> SET TASK
Reproduce the following material exactly, including every line.

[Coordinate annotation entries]

---

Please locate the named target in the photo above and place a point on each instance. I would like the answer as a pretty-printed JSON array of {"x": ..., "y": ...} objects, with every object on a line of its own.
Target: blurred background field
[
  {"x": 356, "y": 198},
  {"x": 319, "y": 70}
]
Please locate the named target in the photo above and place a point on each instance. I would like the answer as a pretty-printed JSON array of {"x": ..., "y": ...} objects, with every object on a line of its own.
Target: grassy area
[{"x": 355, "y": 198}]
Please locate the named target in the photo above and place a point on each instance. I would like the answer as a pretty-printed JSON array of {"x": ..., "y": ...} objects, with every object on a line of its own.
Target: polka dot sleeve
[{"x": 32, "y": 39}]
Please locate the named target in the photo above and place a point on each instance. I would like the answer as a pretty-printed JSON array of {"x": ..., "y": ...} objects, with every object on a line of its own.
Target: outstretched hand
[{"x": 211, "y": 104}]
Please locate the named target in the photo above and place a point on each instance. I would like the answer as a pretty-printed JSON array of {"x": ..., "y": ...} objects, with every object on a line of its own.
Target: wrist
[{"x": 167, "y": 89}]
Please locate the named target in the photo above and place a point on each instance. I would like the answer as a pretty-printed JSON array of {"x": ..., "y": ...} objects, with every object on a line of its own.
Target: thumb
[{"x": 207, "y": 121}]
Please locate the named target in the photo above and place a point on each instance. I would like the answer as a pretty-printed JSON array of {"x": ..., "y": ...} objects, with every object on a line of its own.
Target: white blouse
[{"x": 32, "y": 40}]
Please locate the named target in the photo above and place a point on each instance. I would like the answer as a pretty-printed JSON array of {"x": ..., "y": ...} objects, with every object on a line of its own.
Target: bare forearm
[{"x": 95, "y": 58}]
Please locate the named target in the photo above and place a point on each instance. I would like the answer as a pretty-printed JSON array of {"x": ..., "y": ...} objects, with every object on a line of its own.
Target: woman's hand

---

> REPLY
Please locate the named target in the photo above and place a point on each instance. I would like the answer as a pretty-printed JSON array of {"x": ..., "y": ...} objects, with every object on a line of its own.
Target: blurred background field
[
  {"x": 356, "y": 198},
  {"x": 319, "y": 70}
]
Please locate the named target in the photo above and place a point on each instance. I would like the answer as a pretty-printed JSON array of {"x": ..., "y": ...} objects, with every object on a line of its own.
Target: grassy area
[{"x": 355, "y": 198}]
Please locate the named target in the photo above and place a point on each instance. I would like the answer as a pretty-printed JSON array of {"x": ..., "y": ...} objects, with every object on a line of its own.
Target: polka dot sleeve
[{"x": 32, "y": 39}]
Please locate the named target in the photo above and place a point on each instance. I would like the answer as a pretty-printed JSON array of {"x": ..., "y": ...} objects, with every object on a line of its own.
Target: outstretched hand
[{"x": 211, "y": 104}]
Please locate the named target in the photo above and place a point on each instance. I would like the answer as a pretty-printed JSON array of {"x": ..., "y": ...} objects, with every object on a line of its own.
Target: wrist
[{"x": 167, "y": 89}]
Please locate the named target in the photo above and place a point on each instance. I would like the answer as a pretty-printed JSON array of {"x": ..., "y": ...} objects, with every object on a line of its own.
Target: thumb
[{"x": 207, "y": 121}]
Please locate the named target in the photo above and place a point on each instance. I would like the answer as a pretty-printed JSON array of {"x": ..., "y": ...} objects, with every object on a line of its own.
Target: white blouse
[{"x": 32, "y": 40}]
Please locate the named target in the photo above and place a point on each instance. I would like the answer as a pretty-printed JSON array of {"x": ..., "y": ...} objects, with every object on a line of its own.
Target: bare forearm
[{"x": 95, "y": 58}]
Please locate the named target in the photo above and place a point on each instance. I would like the answer as a pretty-printed JSON array of {"x": ..., "y": ...} objects, with every object on a line of its own.
Target: woman's hand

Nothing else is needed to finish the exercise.